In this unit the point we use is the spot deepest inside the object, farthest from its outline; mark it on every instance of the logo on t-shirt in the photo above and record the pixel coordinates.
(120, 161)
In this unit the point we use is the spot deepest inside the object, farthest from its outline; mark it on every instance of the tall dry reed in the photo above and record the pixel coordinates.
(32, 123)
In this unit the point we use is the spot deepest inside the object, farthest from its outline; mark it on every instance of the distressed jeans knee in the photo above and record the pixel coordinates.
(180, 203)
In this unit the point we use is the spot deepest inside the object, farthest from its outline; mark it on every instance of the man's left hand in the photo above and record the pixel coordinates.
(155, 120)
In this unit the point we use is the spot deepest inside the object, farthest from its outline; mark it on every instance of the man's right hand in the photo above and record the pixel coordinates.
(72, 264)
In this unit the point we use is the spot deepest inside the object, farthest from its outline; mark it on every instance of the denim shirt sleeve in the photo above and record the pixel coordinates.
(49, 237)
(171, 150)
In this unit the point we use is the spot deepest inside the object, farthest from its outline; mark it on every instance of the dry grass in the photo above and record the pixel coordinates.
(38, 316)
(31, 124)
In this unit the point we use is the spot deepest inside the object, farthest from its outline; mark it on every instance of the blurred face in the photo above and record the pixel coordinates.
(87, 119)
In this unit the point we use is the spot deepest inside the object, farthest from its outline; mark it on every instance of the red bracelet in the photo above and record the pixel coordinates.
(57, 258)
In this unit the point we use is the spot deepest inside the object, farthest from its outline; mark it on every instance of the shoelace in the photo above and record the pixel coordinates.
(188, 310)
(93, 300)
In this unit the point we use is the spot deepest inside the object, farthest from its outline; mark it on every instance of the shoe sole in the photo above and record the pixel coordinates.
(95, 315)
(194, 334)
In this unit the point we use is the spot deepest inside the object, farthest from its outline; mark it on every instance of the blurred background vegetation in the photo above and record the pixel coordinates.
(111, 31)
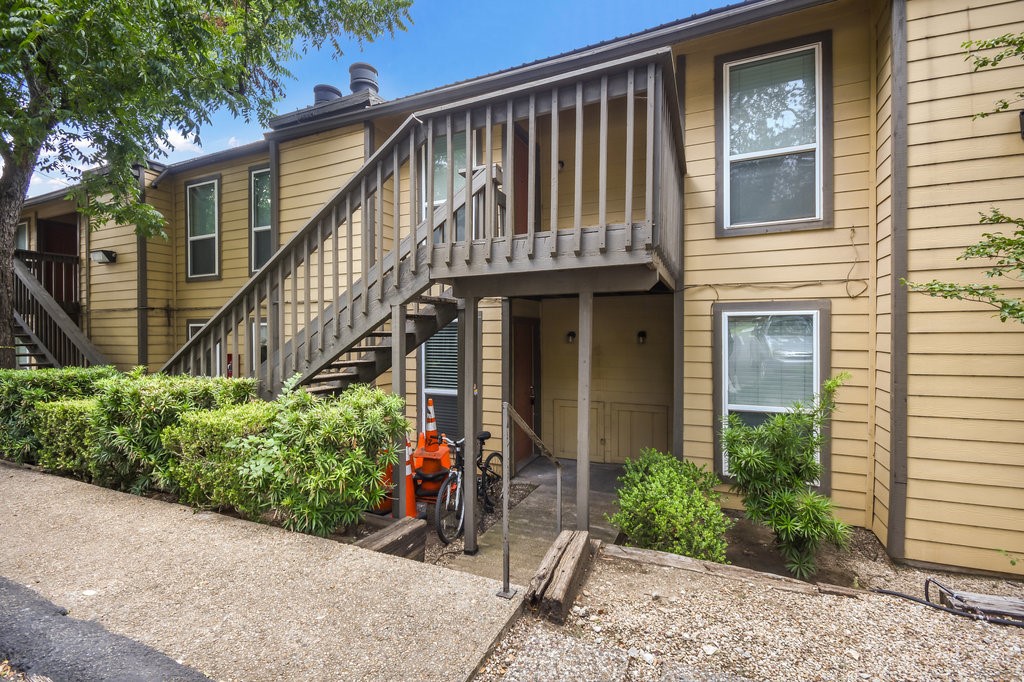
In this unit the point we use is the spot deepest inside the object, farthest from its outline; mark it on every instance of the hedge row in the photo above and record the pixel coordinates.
(314, 464)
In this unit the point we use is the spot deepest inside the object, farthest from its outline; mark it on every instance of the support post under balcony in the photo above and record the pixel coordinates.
(398, 388)
(470, 349)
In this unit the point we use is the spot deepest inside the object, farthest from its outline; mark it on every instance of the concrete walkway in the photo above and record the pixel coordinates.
(238, 600)
(531, 522)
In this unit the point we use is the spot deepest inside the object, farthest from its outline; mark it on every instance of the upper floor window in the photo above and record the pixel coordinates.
(439, 169)
(203, 215)
(260, 244)
(774, 119)
(22, 236)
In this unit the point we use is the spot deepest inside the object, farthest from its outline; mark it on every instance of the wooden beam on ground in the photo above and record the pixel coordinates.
(406, 538)
(561, 572)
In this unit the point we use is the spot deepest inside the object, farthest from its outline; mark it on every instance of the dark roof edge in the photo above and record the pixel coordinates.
(213, 158)
(700, 25)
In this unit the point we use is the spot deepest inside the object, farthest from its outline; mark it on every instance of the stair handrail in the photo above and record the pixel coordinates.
(509, 413)
(414, 124)
(52, 309)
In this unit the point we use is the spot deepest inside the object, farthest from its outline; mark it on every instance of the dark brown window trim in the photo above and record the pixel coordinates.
(827, 138)
(220, 210)
(823, 306)
(259, 168)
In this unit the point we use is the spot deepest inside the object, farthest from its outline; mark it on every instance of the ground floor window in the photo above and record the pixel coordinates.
(767, 356)
(439, 379)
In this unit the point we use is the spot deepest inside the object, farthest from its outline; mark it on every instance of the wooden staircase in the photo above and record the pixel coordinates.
(44, 334)
(30, 353)
(388, 248)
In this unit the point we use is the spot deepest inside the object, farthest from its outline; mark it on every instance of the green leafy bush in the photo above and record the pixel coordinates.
(773, 466)
(206, 463)
(671, 505)
(134, 409)
(321, 464)
(66, 432)
(20, 390)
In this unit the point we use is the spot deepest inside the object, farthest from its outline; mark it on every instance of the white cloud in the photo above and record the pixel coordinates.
(42, 184)
(179, 146)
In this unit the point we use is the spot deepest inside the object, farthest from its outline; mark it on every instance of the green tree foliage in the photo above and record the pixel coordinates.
(1008, 253)
(671, 505)
(1006, 250)
(101, 83)
(773, 466)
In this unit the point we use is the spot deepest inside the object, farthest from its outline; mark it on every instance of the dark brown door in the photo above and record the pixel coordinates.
(525, 376)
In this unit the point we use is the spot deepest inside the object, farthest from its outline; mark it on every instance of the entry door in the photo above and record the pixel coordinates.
(525, 376)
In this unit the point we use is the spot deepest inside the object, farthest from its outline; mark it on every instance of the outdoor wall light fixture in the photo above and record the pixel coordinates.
(103, 256)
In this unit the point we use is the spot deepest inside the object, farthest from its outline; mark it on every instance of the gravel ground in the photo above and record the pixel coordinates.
(644, 622)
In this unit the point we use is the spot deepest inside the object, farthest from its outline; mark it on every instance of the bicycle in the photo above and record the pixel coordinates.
(450, 509)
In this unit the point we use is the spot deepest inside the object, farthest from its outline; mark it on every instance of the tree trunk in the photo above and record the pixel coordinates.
(13, 186)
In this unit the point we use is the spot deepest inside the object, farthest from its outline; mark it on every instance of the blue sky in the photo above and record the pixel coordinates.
(448, 41)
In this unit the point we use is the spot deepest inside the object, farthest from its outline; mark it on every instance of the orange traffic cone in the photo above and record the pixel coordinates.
(410, 484)
(431, 437)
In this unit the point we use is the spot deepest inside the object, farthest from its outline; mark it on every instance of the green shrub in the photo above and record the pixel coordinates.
(20, 390)
(134, 409)
(206, 462)
(773, 466)
(321, 463)
(671, 505)
(66, 432)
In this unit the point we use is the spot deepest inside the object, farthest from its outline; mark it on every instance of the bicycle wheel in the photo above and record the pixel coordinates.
(449, 509)
(491, 482)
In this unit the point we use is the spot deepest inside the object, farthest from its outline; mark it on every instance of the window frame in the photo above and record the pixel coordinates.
(824, 182)
(424, 391)
(821, 309)
(189, 276)
(253, 228)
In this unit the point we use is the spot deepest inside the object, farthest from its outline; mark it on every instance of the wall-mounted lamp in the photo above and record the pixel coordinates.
(103, 256)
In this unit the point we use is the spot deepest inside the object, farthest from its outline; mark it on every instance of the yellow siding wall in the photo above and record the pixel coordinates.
(966, 384)
(883, 272)
(819, 264)
(112, 306)
(631, 384)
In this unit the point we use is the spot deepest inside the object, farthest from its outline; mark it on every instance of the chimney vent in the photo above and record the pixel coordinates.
(364, 78)
(323, 93)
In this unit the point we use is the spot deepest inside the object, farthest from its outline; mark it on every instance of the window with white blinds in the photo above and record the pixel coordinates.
(767, 356)
(439, 378)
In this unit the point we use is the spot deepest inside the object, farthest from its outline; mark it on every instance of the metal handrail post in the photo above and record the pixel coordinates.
(507, 592)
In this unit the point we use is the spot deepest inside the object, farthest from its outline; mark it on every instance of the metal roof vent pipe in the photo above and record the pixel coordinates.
(325, 93)
(364, 78)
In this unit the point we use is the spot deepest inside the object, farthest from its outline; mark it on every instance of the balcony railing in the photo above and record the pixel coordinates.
(578, 170)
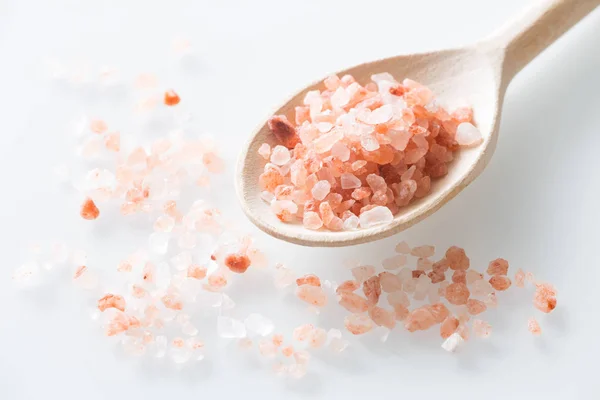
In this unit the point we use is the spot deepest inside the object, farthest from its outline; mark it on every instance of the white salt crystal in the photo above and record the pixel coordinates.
(453, 342)
(467, 135)
(350, 181)
(230, 328)
(321, 190)
(376, 216)
(259, 324)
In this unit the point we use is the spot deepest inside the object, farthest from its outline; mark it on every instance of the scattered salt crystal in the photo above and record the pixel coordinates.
(230, 328)
(376, 216)
(468, 135)
(259, 325)
(453, 342)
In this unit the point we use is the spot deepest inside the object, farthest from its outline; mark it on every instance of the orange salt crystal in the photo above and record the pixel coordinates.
(312, 280)
(448, 327)
(498, 267)
(500, 282)
(372, 289)
(111, 301)
(171, 98)
(534, 327)
(196, 272)
(544, 298)
(475, 306)
(89, 210)
(237, 263)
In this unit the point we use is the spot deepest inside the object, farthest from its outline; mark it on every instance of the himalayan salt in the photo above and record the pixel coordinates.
(379, 139)
(237, 263)
(403, 248)
(358, 324)
(89, 210)
(545, 297)
(534, 327)
(310, 279)
(457, 293)
(468, 135)
(475, 306)
(481, 328)
(372, 289)
(420, 319)
(312, 220)
(390, 282)
(280, 155)
(265, 151)
(376, 216)
(353, 302)
(500, 282)
(448, 327)
(423, 251)
(171, 98)
(111, 301)
(520, 278)
(313, 295)
(498, 267)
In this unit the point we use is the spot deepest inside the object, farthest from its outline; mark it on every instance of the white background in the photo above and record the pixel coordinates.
(536, 204)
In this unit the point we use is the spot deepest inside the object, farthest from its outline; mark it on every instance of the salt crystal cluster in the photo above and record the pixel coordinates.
(355, 155)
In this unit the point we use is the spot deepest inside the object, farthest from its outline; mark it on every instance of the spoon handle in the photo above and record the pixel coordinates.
(523, 38)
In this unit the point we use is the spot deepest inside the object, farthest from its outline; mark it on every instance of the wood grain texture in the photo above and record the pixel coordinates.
(477, 74)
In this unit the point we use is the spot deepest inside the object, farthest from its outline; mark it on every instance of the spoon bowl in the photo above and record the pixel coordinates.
(476, 75)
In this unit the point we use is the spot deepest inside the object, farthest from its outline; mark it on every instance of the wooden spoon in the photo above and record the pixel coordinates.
(476, 75)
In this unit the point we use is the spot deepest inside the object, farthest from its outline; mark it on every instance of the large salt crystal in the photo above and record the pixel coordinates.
(259, 325)
(230, 328)
(321, 190)
(453, 342)
(376, 216)
(468, 135)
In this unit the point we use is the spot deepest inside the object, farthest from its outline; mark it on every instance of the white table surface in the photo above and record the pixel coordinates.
(536, 204)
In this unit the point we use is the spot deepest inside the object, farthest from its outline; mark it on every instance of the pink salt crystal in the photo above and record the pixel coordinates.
(500, 282)
(112, 141)
(350, 181)
(265, 151)
(475, 306)
(311, 220)
(376, 216)
(321, 190)
(534, 327)
(481, 328)
(545, 297)
(498, 266)
(390, 282)
(457, 293)
(457, 258)
(520, 278)
(285, 210)
(402, 248)
(467, 135)
(280, 155)
(448, 327)
(398, 297)
(423, 251)
(419, 319)
(302, 332)
(313, 295)
(372, 289)
(358, 324)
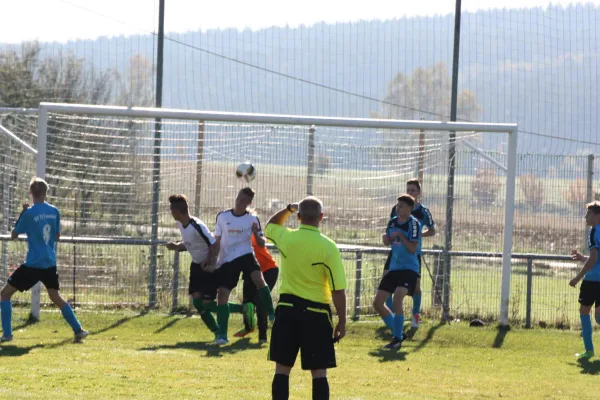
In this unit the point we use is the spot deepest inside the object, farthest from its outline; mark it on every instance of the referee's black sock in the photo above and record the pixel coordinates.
(281, 387)
(320, 389)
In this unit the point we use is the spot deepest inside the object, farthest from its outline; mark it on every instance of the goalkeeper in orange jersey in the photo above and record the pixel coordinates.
(270, 272)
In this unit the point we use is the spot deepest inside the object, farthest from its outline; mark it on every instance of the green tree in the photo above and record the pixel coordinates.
(424, 94)
(90, 159)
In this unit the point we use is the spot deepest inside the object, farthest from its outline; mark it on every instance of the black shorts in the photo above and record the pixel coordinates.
(250, 291)
(203, 282)
(399, 278)
(228, 275)
(589, 293)
(24, 278)
(302, 325)
(386, 267)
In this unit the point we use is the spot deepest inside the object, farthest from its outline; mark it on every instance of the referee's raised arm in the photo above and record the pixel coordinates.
(312, 277)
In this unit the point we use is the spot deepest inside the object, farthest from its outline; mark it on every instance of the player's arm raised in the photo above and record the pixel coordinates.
(258, 234)
(429, 225)
(178, 246)
(20, 226)
(428, 232)
(589, 264)
(281, 216)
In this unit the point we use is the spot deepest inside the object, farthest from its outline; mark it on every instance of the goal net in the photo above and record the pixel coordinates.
(111, 170)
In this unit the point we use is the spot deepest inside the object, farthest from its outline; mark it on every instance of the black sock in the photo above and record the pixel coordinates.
(320, 389)
(281, 387)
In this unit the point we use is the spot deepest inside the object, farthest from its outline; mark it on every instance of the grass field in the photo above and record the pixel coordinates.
(158, 356)
(116, 277)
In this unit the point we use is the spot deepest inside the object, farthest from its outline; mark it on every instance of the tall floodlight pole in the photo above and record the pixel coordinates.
(451, 164)
(156, 157)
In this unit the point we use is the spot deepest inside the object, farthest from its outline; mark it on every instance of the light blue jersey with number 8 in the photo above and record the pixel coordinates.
(41, 223)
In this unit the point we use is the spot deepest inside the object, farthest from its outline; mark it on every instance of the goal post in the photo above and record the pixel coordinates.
(47, 111)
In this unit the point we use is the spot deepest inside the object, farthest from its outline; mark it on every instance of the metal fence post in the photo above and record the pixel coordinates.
(310, 172)
(175, 284)
(4, 259)
(589, 192)
(529, 286)
(358, 276)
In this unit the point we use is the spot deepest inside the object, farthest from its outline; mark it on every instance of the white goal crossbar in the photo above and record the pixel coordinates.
(160, 113)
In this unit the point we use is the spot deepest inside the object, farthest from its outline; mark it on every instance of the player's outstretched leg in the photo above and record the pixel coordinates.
(222, 316)
(68, 315)
(320, 384)
(416, 311)
(384, 312)
(6, 311)
(586, 331)
(398, 326)
(389, 303)
(248, 308)
(205, 315)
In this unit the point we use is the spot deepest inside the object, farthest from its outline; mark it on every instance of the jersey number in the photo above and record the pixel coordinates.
(47, 232)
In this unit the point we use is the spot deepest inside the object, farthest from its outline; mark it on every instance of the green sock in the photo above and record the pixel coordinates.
(264, 294)
(205, 314)
(234, 307)
(198, 305)
(211, 307)
(209, 321)
(223, 319)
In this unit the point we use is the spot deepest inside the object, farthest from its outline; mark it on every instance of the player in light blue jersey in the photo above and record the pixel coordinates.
(589, 292)
(41, 223)
(403, 233)
(423, 215)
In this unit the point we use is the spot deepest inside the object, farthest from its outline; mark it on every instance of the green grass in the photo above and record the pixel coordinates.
(159, 356)
(116, 277)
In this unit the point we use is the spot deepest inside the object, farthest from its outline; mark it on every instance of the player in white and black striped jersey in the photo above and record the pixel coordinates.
(201, 244)
(233, 231)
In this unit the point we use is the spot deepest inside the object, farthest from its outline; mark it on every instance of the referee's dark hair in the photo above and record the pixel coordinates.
(248, 192)
(38, 187)
(414, 181)
(179, 203)
(407, 199)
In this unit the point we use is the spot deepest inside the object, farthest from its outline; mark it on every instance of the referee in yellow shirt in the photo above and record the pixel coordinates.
(312, 275)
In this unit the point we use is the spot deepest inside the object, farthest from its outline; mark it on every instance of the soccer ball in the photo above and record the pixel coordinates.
(246, 171)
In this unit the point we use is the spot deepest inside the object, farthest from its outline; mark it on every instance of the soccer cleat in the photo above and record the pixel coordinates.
(221, 342)
(243, 332)
(248, 313)
(416, 321)
(82, 334)
(587, 354)
(394, 344)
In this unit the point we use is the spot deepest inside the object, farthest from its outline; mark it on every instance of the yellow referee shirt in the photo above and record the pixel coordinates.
(311, 264)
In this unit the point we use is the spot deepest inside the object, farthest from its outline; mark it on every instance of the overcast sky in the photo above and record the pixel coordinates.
(63, 20)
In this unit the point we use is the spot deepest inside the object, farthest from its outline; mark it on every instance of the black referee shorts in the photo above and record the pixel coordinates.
(228, 275)
(302, 325)
(203, 282)
(24, 278)
(589, 293)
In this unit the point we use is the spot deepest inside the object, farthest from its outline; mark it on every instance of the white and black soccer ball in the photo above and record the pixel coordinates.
(246, 171)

_Work to do_
Starting at the line that contains "of the overcast", repeat each line exactly through the last one in the listing. Include both of those lines and nothing more.

_Output of the exercise_
In this unit the point we use is the spot deepest inside the object, farthest from its outline; mark it on every instance of the overcast sky in the photo above and record the pixel coordinates.
(63, 20)
In this unit the point we use is the spot deepest inside the object, farthest from its outline; mark it on every instance of the black referee shorts in the photo above and record the pixel coordinates.
(228, 275)
(302, 325)
(203, 282)
(24, 278)
(589, 293)
In this unit the point we use is the spot deepest inside the object, farthest from its outline; mark it on every instance of the white and black soccer ball in the photo above and record the pixel coordinates.
(246, 171)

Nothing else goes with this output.